- _Things to do_:
(A) Reproduce the stretch of the NYC weather post from "It's that time" through "hot in NYC.", copying every word and mark unchanged.
(B) Write the next part of the blog post about New York's late-September heat, starting right after its final sentence.

- _Extract_:
It's that time of the year in NYC: When the angle of the sunlight suggests that it should be autumn, but the foul, oozing, trash juice on your street curb enshrouding your entire block in oppressive swamp gas says otherwise. It's late September, and it's still effing hot in NYC.

Every year around this time I get frustrated with the weather because I'm ready for pants, boots, and hot beverages, but summer always seems to hold on for a bit too long (this week, during the autumnal equinox, it reached >90º F). Each year this gets me thinking: Am I being impatient? Am I misremembering the past? Or have the last few years really been excessively warm in the early fall? Am I already perceiving climate change / global warming? This year, motivated by the Climate Strike, I decided to do more than bemoan the lingering summer, so I signed up for a developer account with Dark Sky and started downloading historical weather data. This blog post is a naïve astronomer's attempt to make sense of local weather data: You have been warned.

First, a bunch of Python imports we'll need later...

- _Given material_:
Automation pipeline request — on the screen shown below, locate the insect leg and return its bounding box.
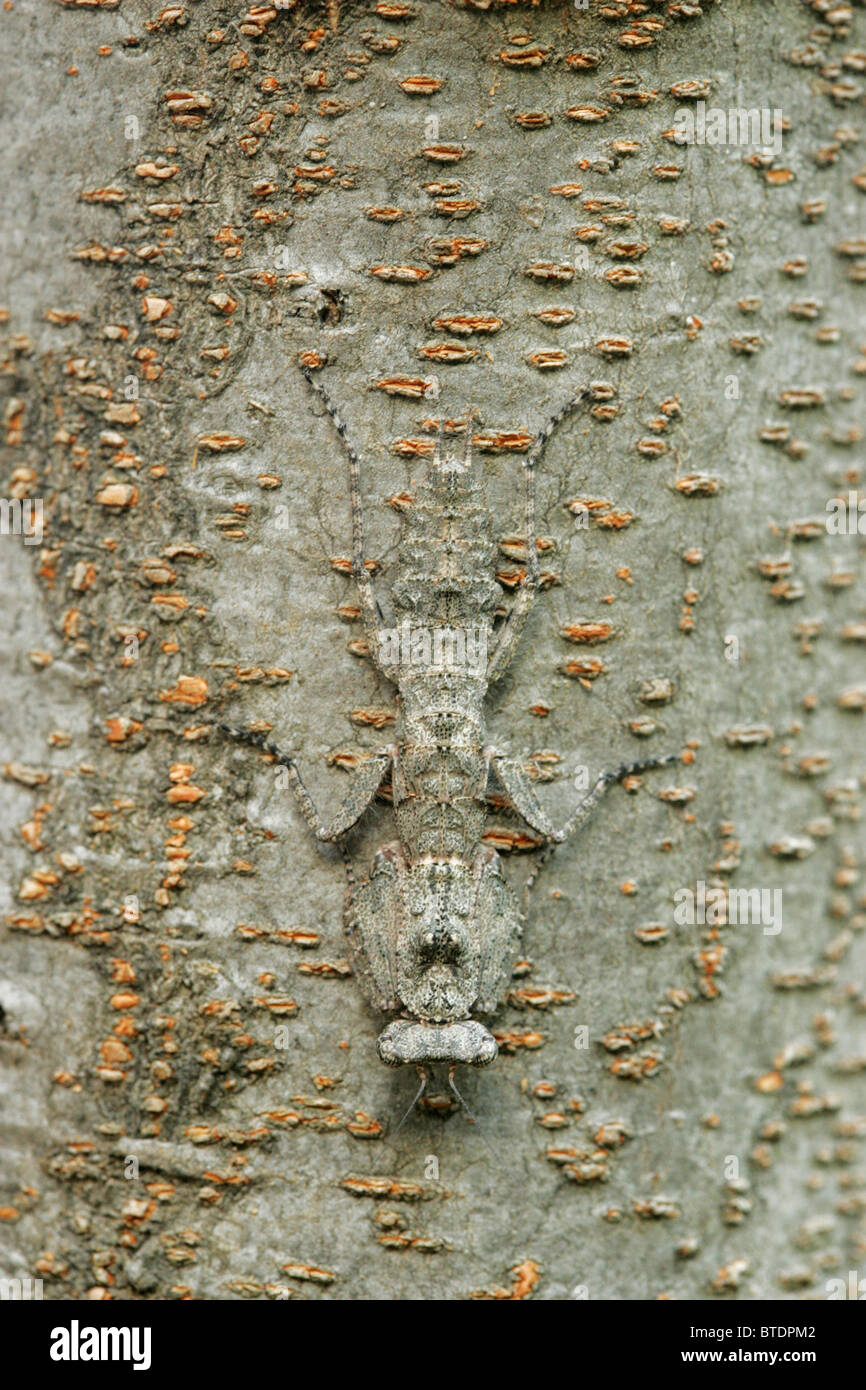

- _The responses_:
(A)
It's that time of the year in NYC: When the angle of the sunlight suggests that it should be autumn, but the foul, oozing, trash juice on your street curb enshrouding your entire block in oppressive swamp gas says otherwise. It's late September, and it's still effing hot in NYC.

(B)
In [1]:
import os
import datetime
import time

import astropy.table as at
import astropy.units as u
import matplotlib as mpl
import matplotlib.pyplot as plt
from matplotlib.dates import DateFormatter
import numpy as np
%matplotlib inline
import requests
from scipy.ndimage import gaussian_filter1d

import pandas as pd
from pandas.plotting import register_matplotlib_converters
register_matplotlib_converters()

I've already downloaded and cached daily weather data for NYC going back to 1968-01-01, available at the url in the cell below, so feel free to download that and skip down to "High temperatures around the fall equinox." But if you're interested in how I downloaded the data, keep reading.

In [2]:
cache_file = 'https://gist.githubusercontent.com/adrn/6455c48cb556d2f6f939c1e55b2308f8/raw/dedf6fd1989ab46baeab51058c788cca8aba4ca3/weather_cache_sm.csv'

Download and cache daily weather data

Below, I've written a function that takes a longitude and latitude, a date range, and a secret key for the Dark Sky weather API and returns a table of daily weather data.

In [3]:
@u.quantity_input(lon=u.degree, lat=u.degree)
def download_daily_weather(lon, lat, start_date, end_date, secret_key, cache=None):
    """Download daily weather data for the input Earth coordinates between the
    input dates.
    
    Parameters
    ----------
    lon : quantity_like
        Longitude.
    lat : quantity_like
        Latitude.
    start_date : `datetime.datetime`
        Start date to begin retrieving weather data.
    end_date : `datetime.datetime`
        Final date to retrieve weather data for.
    secret_key : str
        A Dark Sky weather API secret key for querying the API.
    cache : str, astropy.table.Table, pandas.DataFrame, optional
        If a string, this is assumed to be a filename. Otherwise, 
        the input is converted to an astropy Table for use internally.
    
    Returns
    -------
    data : astropy.table.Table
        The daily weather data as an astropy Table object.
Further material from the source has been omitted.